-- EXERCISE DATA --
——

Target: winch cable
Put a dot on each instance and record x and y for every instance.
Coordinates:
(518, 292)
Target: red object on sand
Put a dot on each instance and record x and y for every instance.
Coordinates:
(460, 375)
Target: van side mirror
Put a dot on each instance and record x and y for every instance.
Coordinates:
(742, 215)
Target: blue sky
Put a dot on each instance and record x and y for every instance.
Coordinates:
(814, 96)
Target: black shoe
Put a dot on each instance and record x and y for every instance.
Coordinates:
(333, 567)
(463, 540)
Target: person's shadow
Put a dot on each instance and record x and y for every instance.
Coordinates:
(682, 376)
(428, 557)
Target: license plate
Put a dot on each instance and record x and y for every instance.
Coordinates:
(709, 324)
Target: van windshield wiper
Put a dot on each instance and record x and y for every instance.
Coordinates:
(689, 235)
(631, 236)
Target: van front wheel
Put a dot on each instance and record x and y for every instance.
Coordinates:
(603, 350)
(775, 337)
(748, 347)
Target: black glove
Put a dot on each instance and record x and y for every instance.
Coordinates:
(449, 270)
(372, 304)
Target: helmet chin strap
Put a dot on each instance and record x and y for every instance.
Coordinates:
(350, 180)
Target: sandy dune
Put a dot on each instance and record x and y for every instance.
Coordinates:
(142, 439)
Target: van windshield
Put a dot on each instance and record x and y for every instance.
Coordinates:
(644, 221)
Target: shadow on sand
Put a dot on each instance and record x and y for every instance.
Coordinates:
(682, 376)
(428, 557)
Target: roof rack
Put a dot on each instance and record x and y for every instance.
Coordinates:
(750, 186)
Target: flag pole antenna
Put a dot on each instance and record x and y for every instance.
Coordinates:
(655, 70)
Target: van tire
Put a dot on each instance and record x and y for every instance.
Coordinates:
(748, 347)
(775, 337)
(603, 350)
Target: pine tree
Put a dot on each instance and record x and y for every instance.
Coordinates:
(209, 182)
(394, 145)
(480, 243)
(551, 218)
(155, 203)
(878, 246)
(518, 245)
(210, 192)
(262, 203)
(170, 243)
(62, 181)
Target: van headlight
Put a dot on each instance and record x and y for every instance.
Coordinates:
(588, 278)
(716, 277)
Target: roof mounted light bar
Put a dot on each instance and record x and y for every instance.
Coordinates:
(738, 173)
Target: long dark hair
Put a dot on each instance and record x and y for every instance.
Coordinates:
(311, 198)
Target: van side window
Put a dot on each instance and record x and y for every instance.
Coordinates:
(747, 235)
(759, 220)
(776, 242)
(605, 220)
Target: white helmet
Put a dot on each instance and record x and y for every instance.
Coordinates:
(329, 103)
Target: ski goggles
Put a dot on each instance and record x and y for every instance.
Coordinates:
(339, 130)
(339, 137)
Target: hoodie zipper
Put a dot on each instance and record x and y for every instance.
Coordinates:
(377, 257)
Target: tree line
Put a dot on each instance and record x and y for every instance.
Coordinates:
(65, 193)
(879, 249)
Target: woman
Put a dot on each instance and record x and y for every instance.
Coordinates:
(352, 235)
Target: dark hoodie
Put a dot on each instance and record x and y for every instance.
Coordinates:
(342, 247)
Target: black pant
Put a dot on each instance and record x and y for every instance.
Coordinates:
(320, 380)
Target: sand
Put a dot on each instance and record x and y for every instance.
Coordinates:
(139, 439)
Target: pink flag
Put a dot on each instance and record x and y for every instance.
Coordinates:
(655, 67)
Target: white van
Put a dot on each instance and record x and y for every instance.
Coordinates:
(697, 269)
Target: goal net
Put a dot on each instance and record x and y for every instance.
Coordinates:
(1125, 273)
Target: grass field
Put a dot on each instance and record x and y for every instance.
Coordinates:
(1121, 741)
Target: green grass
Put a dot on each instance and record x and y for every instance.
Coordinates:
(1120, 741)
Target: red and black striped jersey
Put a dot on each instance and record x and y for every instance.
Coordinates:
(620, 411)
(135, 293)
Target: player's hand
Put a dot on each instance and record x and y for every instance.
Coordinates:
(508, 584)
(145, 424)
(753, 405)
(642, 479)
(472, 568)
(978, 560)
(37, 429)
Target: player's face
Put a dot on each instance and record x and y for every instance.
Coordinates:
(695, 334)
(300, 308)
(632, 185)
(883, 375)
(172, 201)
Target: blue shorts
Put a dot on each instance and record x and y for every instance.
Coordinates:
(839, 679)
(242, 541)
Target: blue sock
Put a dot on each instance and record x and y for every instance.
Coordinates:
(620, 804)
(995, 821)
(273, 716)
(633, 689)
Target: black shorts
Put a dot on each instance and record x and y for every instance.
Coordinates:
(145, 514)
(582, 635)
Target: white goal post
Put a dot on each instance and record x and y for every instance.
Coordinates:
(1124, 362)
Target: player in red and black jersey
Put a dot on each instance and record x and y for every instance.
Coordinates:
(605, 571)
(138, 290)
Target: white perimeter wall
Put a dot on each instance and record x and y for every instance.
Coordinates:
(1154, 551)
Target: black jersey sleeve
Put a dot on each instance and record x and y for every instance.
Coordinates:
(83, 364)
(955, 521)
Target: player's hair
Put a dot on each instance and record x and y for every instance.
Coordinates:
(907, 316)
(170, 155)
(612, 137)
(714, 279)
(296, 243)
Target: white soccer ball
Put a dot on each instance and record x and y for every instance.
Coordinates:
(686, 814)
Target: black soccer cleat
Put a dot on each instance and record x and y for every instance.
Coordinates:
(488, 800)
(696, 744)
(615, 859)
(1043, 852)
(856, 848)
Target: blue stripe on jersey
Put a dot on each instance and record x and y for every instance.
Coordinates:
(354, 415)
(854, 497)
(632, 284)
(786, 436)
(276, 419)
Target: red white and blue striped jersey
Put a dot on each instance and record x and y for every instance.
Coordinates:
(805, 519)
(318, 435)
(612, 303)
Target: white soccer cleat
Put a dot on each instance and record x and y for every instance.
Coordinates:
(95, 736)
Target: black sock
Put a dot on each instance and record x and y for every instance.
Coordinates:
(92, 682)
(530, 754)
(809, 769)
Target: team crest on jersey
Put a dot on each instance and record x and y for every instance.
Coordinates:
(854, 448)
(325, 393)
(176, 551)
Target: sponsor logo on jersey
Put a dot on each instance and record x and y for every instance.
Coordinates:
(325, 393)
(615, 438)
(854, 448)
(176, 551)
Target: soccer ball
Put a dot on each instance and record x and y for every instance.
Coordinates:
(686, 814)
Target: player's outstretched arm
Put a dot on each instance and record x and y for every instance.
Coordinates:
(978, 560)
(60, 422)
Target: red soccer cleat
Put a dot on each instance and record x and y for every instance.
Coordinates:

——

-- WRITTEN EXERCISE --
From the line containing "Target: red white and blue striped jersey" down to the last line, reproduce the records exactly. Include both ends.

-- TASK OUTPUT --
Target: red white and blue striped jersey
Put a dot on each instance and record x and y for every instance.
Coordinates:
(805, 519)
(318, 435)
(612, 303)
Target: white soccer cleat
Put a dot on each instance and record x and y for every instance.
Coordinates:
(95, 736)
Target: black sock
Put a dot on each instance and record x and y for every instance.
Coordinates:
(92, 682)
(530, 754)
(809, 769)
Target: team crest on jersey
Put a dot on each instance and record x and y for every instance.
Coordinates:
(854, 448)
(325, 393)
(176, 551)
Target: sponsor logo on jersey
Put a dot on each instance and record x and y for every instance.
Coordinates:
(325, 393)
(615, 438)
(854, 448)
(176, 551)
Target: soccer ball
Put a dot on each instance and record x and y for every instance.
Coordinates:
(686, 814)
Target: player's outstretched arm
Put a dot on each instance and record x and y for every instance.
Coordinates:
(978, 560)
(60, 422)
Target: red soccer cleat
Put a dot on each instance and record x and y for every instance.
Coordinates:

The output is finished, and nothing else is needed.